• **WHAT IS REQUIRED**
Update the material below by replacing each occurrence of "Target" with "Label", and reproduce every line with nothing else changed.

• **Coordinate annotation records**
####################

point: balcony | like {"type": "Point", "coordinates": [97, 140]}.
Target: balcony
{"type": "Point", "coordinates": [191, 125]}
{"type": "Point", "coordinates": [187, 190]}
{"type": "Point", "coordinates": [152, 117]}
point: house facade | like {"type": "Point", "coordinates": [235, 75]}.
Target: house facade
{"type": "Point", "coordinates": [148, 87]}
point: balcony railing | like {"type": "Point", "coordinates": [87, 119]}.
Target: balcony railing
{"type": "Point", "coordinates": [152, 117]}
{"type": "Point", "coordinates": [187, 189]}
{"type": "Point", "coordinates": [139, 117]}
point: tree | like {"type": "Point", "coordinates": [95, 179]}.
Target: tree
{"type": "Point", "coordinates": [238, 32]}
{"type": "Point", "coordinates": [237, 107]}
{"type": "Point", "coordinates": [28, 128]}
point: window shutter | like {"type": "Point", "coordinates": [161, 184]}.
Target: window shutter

####################

• **ANSWER TO THE PROBLEM**
point: balcony | like {"type": "Point", "coordinates": [97, 140]}.
Label: balcony
{"type": "Point", "coordinates": [191, 125]}
{"type": "Point", "coordinates": [187, 190]}
{"type": "Point", "coordinates": [152, 117]}
point: house facade | like {"type": "Point", "coordinates": [235, 75]}.
Label: house facade
{"type": "Point", "coordinates": [148, 87]}
point: balcony railing | like {"type": "Point", "coordinates": [87, 119]}.
Label: balcony railing
{"type": "Point", "coordinates": [152, 117]}
{"type": "Point", "coordinates": [187, 189]}
{"type": "Point", "coordinates": [139, 117]}
point: tree | like {"type": "Point", "coordinates": [95, 179]}.
Label: tree
{"type": "Point", "coordinates": [238, 32]}
{"type": "Point", "coordinates": [237, 107]}
{"type": "Point", "coordinates": [28, 128]}
point: window shutter | like {"type": "Point", "coordinates": [161, 184]}.
Label: window shutter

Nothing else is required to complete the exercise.